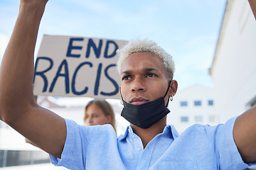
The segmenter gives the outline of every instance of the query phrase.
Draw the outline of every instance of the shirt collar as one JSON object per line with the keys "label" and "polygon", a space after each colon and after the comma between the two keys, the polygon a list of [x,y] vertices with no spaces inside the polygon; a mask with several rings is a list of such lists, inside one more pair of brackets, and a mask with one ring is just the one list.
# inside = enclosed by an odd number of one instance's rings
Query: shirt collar
{"label": "shirt collar", "polygon": [[[122,136],[120,136],[120,140],[124,140],[125,138],[127,138],[128,134],[129,134],[130,135],[132,135],[134,134],[132,128],[130,125],[127,126],[127,128],[126,128],[124,135]],[[179,136],[178,132],[175,129],[174,125],[166,125],[164,128],[162,134],[163,135],[171,135],[174,140]]]}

════

- **Aim of the exercise**: Reproduce the listing above word for word, leaving out the picture.

- **Written solution**:
The segmenter gives the outline of every instance of the query phrase.
Draw the outline of every instance of the shirt collar as one JSON object per line with the keys "label" and "polygon", a space after each colon and after the comma between the two keys, the polygon a list of [x,y] vertices with no spaces inside the polygon; a mask with several rings is a list of such lists, inside one more pair of brackets, and a mask with one ring is just the one list.
# inside = enclosed by an odd number of one instance's rings
Query: shirt collar
{"label": "shirt collar", "polygon": [[[122,136],[120,136],[120,140],[124,140],[125,138],[127,138],[128,134],[129,134],[130,135],[132,135],[134,134],[132,128],[130,125],[127,126],[127,128],[126,128],[124,135]],[[179,136],[178,132],[175,129],[174,125],[166,125],[164,128],[162,134],[163,135],[171,135],[174,140]]]}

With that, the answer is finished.